Hampton Leedom was an officer and stockholder of Leedom, O'Connor & Noyes Company long prior to September 13, 1948.

The monthly payments to petitioner Hampton Leedom's former wife are not deductible by petitioners under section 23(u) of the 1939 Internal Revenue Code.

The payments to petitioner Hampton Leedom's former wife and claimed as deductions on the 1950, 1951 and 1952 returns were installment payments in discharge of a lump sum settlement to be paid over a period of less than 10 years and are not deductible under section 23(u) of the 1939 Internal Revenue Code.

The payments made to petitioner Hampton Leedom under the September 13, 1948 contract were compensation to petitioner Hampton*76 Leedom and not a gift, and, therefore, taxable under section 22(a) of the 1939 Internal Revenue Code.

Opinion

MULRONEY, Judge: The payments made by petitioner Hampton Leedom under order of the Circuit Court of Milwaukee County, dated October 28, 1948, were payments of temporary alimony before the divorce and hence not deductible under section 23(u) of the 1939 Internal Revenue Code. The cited statute allows as a deduction in the husband's return amounts includible under section 22(k) in the gross income of the wife. The latter section provides for including as a part of the wife's gross income periodic payments "received subsequent to such decree" of divorce. See Richardson v. Commissioner, 234 Fed (2d) 248, affirming Memorandum Opinion of this Court [14 TCM 941, T.C. Memo. 1955-234].

:: The task ::
List each section of the 1939 Internal Revenue Code that the tax opinion excerpt cites, naming each section only once.

:: Stored records ::

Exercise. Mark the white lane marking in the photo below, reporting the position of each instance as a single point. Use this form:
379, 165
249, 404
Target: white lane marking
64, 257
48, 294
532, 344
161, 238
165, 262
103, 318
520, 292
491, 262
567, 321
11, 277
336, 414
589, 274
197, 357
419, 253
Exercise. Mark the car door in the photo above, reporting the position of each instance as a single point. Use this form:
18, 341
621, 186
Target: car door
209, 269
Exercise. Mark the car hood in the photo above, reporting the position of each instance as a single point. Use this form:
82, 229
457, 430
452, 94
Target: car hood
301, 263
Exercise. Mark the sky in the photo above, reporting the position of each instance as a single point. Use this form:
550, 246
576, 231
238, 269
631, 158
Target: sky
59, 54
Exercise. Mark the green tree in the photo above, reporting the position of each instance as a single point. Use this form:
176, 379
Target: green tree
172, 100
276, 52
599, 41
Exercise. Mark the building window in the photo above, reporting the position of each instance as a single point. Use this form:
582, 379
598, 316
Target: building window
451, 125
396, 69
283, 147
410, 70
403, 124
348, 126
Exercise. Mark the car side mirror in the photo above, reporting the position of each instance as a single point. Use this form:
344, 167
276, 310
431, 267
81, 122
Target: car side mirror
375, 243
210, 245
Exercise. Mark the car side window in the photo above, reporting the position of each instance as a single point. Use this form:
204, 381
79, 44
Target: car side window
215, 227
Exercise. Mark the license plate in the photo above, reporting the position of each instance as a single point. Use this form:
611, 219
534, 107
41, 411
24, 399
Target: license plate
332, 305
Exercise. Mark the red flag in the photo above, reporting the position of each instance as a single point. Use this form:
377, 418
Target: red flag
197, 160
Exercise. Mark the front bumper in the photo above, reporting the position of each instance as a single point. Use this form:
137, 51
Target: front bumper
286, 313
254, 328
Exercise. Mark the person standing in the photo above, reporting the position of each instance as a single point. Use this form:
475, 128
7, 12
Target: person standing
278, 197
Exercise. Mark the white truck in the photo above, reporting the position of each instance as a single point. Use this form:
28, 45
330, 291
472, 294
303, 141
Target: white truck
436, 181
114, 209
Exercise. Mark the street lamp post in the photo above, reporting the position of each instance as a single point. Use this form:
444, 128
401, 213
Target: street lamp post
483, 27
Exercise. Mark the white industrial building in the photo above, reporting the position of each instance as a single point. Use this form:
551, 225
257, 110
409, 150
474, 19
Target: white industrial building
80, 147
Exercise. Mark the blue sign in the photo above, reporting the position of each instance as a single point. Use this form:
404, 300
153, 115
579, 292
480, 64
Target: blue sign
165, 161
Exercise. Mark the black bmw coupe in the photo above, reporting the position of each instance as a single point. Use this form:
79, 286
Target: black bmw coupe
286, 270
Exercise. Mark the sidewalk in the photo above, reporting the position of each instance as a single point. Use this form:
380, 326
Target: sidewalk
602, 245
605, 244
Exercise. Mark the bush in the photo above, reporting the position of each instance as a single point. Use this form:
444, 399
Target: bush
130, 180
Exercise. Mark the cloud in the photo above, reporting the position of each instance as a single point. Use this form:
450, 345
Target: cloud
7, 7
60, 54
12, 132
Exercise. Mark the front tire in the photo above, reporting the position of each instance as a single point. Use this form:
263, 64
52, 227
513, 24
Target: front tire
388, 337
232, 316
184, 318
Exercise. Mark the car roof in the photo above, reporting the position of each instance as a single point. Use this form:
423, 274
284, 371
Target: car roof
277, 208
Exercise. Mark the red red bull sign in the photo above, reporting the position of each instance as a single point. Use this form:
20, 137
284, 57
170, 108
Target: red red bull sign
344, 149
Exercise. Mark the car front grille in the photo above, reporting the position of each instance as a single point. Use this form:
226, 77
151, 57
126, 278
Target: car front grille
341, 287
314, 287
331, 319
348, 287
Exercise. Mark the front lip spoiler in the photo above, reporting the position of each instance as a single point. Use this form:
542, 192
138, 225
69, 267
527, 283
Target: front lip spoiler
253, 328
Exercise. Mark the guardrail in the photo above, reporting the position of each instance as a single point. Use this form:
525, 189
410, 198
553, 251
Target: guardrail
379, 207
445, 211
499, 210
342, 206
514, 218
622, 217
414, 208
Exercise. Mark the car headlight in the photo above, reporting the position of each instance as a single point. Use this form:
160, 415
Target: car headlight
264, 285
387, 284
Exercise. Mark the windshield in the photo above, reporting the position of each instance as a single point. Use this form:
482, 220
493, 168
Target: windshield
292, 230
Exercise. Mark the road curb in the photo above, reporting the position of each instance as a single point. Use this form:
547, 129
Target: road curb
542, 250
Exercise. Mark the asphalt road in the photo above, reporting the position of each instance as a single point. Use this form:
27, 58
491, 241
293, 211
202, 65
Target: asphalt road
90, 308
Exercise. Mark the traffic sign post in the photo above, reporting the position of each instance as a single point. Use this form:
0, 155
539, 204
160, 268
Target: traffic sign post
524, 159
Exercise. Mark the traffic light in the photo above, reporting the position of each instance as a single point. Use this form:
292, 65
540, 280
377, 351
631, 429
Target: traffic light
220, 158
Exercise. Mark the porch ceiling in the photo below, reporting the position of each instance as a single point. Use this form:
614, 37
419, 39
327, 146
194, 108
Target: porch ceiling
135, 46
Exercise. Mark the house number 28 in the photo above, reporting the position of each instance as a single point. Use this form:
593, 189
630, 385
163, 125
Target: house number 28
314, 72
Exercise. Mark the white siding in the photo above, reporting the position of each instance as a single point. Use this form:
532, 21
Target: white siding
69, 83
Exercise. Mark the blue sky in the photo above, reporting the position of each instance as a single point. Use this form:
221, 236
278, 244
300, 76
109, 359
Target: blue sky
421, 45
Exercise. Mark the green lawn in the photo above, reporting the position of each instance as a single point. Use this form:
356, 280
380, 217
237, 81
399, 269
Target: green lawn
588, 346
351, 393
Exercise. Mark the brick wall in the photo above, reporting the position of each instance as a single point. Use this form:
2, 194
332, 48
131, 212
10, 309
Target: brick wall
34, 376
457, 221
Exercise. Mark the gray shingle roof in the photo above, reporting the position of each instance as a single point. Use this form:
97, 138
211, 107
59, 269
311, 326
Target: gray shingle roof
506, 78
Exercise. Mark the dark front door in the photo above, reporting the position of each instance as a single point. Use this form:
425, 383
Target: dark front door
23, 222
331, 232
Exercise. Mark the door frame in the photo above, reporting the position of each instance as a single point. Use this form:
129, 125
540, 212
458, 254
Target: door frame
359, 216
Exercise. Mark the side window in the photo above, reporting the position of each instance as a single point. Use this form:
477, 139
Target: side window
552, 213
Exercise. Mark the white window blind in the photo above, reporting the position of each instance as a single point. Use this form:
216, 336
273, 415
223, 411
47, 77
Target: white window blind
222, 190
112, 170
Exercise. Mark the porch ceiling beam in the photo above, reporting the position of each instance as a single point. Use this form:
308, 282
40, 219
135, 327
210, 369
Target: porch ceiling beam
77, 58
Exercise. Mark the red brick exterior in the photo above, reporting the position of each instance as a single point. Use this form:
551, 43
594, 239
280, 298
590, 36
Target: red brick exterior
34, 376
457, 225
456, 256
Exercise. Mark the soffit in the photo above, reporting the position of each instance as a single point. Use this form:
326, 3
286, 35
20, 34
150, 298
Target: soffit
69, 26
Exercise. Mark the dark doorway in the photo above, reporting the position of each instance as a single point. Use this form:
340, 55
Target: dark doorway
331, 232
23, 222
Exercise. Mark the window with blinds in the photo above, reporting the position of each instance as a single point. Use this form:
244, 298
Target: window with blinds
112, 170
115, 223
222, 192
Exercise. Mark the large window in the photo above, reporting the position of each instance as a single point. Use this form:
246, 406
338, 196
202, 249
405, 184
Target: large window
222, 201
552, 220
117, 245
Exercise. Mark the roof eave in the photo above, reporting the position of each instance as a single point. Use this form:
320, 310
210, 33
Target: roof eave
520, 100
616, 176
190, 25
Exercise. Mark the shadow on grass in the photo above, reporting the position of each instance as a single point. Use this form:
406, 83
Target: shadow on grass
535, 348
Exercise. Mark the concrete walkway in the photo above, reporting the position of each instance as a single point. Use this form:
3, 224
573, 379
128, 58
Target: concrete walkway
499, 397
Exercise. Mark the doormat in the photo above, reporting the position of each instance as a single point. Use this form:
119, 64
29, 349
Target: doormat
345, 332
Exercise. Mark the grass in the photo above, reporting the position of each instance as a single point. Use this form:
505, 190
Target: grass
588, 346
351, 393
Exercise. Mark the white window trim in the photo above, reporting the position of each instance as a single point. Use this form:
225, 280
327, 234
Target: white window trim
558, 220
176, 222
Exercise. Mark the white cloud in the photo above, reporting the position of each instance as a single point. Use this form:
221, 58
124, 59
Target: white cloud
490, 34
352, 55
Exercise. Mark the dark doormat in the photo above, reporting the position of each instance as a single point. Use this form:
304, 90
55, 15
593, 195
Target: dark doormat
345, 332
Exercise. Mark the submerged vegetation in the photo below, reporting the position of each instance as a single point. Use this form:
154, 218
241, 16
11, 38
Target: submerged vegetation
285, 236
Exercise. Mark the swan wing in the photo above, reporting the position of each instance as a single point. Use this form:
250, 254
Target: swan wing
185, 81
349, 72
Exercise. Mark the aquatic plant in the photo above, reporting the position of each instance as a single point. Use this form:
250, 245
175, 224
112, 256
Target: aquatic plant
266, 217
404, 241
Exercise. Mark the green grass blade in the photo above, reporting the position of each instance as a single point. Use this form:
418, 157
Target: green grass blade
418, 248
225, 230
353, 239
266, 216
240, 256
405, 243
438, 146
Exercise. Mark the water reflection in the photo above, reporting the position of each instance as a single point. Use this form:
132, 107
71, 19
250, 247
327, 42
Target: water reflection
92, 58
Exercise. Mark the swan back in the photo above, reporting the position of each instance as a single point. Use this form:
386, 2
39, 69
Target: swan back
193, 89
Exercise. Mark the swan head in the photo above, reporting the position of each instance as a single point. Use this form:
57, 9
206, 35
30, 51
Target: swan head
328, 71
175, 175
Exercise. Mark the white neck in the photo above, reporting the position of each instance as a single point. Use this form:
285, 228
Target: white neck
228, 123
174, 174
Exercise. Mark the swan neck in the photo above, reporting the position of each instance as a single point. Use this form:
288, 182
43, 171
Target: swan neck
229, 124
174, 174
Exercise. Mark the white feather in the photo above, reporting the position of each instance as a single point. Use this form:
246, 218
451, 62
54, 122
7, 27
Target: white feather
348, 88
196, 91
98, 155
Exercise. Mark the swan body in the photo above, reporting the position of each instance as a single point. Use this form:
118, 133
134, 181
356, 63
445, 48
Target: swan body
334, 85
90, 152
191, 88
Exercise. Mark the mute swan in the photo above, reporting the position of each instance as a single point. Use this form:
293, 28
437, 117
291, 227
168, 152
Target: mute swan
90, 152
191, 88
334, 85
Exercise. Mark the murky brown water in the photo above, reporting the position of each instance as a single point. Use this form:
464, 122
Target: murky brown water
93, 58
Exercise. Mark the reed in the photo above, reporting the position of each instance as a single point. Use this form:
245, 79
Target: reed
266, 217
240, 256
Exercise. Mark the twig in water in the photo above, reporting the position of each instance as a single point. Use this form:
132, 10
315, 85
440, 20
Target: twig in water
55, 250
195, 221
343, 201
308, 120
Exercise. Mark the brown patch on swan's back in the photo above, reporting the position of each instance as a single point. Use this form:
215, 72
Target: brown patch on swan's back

:: Solution to this exercise ::
Section 23(u), section 22(a), section 22(k)